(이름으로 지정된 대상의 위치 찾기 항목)
__________

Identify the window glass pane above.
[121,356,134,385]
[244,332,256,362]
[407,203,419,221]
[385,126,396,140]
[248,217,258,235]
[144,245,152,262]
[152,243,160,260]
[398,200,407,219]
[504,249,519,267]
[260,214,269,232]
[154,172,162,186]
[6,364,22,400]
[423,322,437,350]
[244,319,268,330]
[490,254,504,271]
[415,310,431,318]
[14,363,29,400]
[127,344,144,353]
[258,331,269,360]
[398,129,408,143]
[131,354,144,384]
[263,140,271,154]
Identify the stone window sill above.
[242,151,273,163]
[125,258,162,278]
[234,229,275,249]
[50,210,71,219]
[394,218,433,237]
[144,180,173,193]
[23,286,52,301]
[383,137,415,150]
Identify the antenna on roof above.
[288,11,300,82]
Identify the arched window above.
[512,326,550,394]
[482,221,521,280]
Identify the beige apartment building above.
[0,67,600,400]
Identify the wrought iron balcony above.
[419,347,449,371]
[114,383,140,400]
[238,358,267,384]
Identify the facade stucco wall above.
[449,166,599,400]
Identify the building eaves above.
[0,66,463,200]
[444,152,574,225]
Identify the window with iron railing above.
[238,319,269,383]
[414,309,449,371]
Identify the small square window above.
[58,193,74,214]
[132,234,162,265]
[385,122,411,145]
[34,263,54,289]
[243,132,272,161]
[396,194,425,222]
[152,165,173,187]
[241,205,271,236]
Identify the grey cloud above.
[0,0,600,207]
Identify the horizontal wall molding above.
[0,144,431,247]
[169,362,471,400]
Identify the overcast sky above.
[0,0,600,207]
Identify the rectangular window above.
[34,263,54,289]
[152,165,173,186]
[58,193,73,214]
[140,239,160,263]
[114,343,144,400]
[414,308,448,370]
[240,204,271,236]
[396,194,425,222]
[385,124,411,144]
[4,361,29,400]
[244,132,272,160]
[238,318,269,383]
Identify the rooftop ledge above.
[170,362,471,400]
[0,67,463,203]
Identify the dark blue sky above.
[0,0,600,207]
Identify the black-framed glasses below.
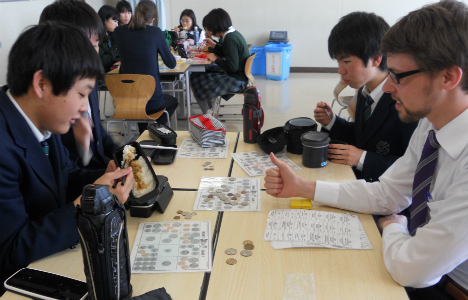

__________

과제 설명: 위 목록에서 "building"라는 단어가 들어 있는 줄을 모두 찾아 그대로 반환해 주세요.

과제 결과:
Identify the beige apartment building above.
Identify the building eaves above.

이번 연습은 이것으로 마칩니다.